Copy the lines starting at the line containing "target: green avocado flesh" and ending at the close of the entries, replacing "fill_convention" with "fill_rule" throughout and leaving everything else unchanged.

Dataset extract:
------------------------

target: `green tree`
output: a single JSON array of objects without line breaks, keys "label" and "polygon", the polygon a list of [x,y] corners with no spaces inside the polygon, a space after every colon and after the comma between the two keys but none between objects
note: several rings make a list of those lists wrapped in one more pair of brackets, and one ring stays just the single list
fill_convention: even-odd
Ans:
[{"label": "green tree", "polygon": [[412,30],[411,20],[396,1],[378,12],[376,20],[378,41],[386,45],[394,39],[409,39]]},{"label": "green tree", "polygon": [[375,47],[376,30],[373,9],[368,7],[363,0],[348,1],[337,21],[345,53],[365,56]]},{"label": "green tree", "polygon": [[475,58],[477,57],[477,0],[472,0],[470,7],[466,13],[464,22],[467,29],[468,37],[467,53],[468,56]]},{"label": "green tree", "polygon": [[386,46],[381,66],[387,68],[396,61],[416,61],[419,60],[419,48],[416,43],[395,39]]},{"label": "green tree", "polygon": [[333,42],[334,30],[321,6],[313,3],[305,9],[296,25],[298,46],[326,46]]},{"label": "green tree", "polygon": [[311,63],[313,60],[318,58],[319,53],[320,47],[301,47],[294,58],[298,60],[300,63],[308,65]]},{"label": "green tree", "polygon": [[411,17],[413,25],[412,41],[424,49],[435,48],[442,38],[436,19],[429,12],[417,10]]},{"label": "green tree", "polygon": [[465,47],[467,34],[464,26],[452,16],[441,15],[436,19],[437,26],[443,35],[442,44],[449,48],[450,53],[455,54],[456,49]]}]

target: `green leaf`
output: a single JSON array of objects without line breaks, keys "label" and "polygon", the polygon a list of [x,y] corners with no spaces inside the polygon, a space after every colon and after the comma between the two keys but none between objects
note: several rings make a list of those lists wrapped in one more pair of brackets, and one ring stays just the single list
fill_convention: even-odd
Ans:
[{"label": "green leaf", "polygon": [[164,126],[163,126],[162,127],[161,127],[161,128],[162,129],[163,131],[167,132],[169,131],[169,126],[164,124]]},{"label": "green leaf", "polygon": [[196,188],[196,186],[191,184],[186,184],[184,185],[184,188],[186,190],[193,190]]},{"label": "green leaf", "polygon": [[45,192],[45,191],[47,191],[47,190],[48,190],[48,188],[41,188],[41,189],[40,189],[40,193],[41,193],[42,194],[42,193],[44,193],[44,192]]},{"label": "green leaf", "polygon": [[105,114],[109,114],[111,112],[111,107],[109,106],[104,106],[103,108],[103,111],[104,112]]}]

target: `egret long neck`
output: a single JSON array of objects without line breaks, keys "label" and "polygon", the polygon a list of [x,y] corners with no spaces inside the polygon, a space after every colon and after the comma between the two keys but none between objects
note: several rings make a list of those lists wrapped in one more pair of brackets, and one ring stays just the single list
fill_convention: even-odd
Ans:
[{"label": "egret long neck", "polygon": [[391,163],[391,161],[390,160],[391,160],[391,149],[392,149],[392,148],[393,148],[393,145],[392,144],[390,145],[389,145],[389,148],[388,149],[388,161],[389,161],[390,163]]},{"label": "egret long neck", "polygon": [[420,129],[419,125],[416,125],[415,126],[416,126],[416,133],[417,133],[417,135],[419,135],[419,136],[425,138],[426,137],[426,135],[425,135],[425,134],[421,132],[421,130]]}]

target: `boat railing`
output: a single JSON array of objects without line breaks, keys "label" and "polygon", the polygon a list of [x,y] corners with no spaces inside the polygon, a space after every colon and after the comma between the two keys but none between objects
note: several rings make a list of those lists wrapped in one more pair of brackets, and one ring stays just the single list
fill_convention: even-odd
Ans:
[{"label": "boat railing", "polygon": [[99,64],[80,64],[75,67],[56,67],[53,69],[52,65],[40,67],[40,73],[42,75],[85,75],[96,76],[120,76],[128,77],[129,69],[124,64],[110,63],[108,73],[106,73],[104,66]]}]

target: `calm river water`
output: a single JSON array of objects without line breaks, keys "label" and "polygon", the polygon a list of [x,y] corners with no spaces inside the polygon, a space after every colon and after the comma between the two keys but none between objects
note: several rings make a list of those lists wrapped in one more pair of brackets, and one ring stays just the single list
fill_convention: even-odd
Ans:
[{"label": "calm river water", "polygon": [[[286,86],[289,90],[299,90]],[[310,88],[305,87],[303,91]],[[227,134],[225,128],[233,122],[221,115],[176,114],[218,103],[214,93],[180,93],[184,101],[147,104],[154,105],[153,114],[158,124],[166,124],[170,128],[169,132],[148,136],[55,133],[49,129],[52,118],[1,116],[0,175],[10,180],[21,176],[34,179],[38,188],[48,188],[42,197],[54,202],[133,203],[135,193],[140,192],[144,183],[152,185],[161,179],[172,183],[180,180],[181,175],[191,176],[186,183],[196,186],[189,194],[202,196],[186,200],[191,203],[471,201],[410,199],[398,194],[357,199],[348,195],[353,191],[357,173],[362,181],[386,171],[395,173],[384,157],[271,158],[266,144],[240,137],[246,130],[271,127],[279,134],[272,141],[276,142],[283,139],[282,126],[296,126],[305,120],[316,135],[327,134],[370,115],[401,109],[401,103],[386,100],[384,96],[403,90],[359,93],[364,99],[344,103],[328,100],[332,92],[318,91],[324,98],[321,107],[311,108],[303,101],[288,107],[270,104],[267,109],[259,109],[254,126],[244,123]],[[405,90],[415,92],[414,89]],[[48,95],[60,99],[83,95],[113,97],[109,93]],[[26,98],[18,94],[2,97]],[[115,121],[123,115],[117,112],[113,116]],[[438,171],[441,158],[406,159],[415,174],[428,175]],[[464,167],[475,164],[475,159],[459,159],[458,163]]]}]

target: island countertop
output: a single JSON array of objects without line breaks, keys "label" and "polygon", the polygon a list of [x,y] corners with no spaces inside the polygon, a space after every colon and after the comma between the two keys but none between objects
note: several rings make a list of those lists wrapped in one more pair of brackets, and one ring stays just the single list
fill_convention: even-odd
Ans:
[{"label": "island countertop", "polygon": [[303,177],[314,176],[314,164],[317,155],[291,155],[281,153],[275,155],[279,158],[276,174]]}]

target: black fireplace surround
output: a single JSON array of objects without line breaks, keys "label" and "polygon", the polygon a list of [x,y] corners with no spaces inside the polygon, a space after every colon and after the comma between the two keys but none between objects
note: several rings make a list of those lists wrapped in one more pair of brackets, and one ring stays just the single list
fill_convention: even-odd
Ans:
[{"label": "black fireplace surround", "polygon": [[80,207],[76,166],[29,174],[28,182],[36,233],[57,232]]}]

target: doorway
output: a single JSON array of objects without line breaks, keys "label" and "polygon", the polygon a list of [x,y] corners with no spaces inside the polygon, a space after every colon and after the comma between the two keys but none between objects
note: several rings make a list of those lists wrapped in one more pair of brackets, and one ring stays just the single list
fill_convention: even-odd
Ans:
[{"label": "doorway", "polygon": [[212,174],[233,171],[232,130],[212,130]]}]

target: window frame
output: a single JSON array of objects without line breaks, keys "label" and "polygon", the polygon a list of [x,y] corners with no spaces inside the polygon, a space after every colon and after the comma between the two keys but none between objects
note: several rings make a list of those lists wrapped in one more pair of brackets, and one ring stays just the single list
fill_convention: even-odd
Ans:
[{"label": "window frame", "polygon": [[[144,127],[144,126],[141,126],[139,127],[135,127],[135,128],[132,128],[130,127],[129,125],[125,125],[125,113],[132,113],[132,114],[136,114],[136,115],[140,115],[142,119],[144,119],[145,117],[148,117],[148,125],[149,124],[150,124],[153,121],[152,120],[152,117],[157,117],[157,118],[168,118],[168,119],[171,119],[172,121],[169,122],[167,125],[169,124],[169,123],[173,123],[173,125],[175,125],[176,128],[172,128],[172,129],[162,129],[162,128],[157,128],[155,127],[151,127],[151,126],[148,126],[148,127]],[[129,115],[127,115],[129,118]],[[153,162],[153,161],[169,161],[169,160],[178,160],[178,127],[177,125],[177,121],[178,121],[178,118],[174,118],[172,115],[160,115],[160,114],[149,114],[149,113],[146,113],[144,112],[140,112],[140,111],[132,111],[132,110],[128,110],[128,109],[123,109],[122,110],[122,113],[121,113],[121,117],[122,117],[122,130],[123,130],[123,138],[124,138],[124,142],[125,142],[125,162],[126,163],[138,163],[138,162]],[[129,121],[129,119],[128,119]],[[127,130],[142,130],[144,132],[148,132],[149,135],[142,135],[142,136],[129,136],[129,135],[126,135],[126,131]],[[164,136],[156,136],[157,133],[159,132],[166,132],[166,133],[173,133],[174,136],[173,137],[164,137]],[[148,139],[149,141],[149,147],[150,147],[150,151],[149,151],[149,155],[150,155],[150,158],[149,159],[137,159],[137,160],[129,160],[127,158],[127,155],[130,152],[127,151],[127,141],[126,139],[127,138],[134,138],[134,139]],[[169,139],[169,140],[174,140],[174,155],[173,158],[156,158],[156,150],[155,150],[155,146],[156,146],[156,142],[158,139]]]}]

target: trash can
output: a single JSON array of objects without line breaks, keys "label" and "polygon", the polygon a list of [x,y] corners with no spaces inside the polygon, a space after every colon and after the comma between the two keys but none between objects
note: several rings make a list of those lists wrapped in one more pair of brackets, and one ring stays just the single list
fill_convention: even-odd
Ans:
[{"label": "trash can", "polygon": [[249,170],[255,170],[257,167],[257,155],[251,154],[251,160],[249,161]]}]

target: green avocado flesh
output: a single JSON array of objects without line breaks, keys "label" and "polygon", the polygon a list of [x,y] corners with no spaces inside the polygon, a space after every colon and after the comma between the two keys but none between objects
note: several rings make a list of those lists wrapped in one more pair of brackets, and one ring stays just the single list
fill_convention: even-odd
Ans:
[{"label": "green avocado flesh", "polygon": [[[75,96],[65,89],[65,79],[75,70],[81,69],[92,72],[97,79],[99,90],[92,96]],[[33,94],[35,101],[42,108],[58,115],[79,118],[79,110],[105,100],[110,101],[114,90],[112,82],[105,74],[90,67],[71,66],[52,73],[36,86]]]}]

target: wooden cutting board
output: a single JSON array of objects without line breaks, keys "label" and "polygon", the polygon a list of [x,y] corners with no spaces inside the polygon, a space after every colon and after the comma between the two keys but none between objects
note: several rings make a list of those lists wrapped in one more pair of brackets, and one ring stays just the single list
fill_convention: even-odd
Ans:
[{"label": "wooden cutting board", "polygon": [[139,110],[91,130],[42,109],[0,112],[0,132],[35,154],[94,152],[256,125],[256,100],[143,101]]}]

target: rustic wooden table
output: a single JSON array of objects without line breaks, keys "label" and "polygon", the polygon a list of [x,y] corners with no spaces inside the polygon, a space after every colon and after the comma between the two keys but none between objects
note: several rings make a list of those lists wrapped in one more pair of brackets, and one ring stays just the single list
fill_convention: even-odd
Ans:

------------------------

Solution to this problem:
target: green avocado flesh
output: a single JSON array of objects without line breaks, keys "label" and "polygon", the polygon a list of [x,y] corners with no spaces inside the polygon, a space after every colon and after the comma between the two keys but none between objects
note: several rings make a list of those lists wrapped in one more pair of brackets, and one ring stays just the single list
fill_rule: even-odd
Ans:
[{"label": "green avocado flesh", "polygon": [[[75,96],[65,89],[65,79],[75,70],[81,69],[92,72],[97,79],[99,90],[92,96]],[[33,94],[35,101],[42,108],[58,115],[79,118],[79,110],[105,100],[110,101],[114,90],[112,82],[105,74],[90,67],[71,66],[52,73],[36,86]]]}]

target: wooden cutting board
output: a single JSON array of objects without line breaks, keys "label" and "polygon", the polygon a list of [x,y] corners with no spaces inside the polygon, a space after every colon and after the comma between the two keys but none between objects
note: several rings make a list of those lists wrapped in one more pair of brackets, and one ring stays just the single list
fill_rule: even-odd
Ans:
[{"label": "wooden cutting board", "polygon": [[139,110],[91,130],[42,109],[0,112],[0,132],[35,154],[94,152],[256,125],[256,100],[143,101]]}]

target: rustic wooden table
output: a single JSON array of objects without line breaks, keys "label" and "polygon", the polygon a list of [x,y] corners with no spaces inside the polygon, a space after every colon and after the comma between the two keys but none between objects
note: several rings make a list of those lists wrapped in one more pair of brackets, and one ring stays just the single list
fill_rule: even-odd
Ans:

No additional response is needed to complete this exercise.